GIVEN TEXT:

──────────

← All stories

Voyage · EventFarm Parity Methodology

Four axes of analysis. Every story. Every cycle.

No feature ships unless it passes all four axes. Each axis catches a different class of failure that the others miss. The methodology earned each axis the hard way — by something escaping detection that one of the existing axes should have caught, and adding the new axis as the documented response.

The four axes at a glance

Each is an independent dimension of "is this shippable?" — a feature that passes three of four still fails.

Axis 01

Functional

Does it work?

Axis 02

Visual

Does it look right?

Axis 03

Semantic

Does it make sense?

Axis 04

Honesty

Did we cheat to pass the others?

Axis 01 · Product surface

Functional — does it work?

Strict probes verify transport correctness AND end-state correctness against the deployed surface.

──────────

Point annotation dataset records:
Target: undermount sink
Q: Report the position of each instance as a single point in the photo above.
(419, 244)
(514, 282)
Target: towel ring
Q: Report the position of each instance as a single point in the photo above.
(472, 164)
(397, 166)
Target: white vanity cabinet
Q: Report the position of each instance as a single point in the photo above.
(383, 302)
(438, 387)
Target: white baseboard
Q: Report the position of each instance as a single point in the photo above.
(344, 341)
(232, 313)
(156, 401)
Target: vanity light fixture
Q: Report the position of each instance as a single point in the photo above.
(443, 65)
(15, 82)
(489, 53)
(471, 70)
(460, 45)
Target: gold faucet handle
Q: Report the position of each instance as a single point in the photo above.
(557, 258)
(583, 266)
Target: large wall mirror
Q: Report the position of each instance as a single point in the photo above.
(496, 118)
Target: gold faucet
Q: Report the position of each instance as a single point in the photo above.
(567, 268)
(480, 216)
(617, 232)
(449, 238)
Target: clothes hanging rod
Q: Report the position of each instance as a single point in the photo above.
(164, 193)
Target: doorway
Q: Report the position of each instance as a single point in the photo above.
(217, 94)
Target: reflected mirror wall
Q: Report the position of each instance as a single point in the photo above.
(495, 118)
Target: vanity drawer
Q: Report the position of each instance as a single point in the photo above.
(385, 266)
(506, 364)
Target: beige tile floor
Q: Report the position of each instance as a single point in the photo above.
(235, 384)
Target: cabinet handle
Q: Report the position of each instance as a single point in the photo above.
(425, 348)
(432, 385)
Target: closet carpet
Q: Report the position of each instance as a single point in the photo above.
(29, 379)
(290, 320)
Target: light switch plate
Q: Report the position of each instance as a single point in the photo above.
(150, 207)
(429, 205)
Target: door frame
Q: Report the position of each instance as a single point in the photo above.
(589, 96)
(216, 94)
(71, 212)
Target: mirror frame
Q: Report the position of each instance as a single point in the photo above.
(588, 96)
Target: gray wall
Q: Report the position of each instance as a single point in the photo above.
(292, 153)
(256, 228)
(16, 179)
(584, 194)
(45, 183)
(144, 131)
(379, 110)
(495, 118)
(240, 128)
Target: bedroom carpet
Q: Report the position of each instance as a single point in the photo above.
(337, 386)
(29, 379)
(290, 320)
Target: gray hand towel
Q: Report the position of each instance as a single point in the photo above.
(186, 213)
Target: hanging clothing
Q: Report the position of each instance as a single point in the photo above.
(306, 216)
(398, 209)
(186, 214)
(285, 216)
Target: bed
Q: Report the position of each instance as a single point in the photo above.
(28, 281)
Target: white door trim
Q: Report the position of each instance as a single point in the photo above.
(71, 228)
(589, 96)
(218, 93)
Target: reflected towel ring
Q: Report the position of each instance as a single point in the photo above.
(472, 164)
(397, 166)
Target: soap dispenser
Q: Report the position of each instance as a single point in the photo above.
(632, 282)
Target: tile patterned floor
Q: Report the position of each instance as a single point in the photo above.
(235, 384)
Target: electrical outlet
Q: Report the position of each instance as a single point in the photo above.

──────────

GOALS:
(a) State whether each statement agrees with the methodology text, answering yes or no and quoting the words that decide it: (i) A feature that passes three of the four axes can still ship. (ii) The Visual axis asks whether a feature looks right. (iii) Honesty is the third axis.
(b) Using the methodology text, answer each question.
(i) What question does the Semantic axis ask?
(ii) What do the strict probes of the Functional axis verify?
(iii) How did the methodology earn each axis?
(c) Name every axis of analysis in the methodology text.
Answer from the methodology text alone.

EXERCISE SOLUTIONS:
(a)
(i) No: "a feature that passes three of four still fails."
(ii) Yes: "Does it look right?"
(iii) No: "Axis 04" is "Honesty," while "Axis 03" is "Semantic."

(b)
(i) "Does it make sense?"
(ii) They verify transport correctness and end-state correctness against the deployed surface.
(iii) It earned each axis when something escaped detection that one of the existing axes should have caught, and it added the new axis as the documented response.

(c) Functional, Visual, Semantic, Honesty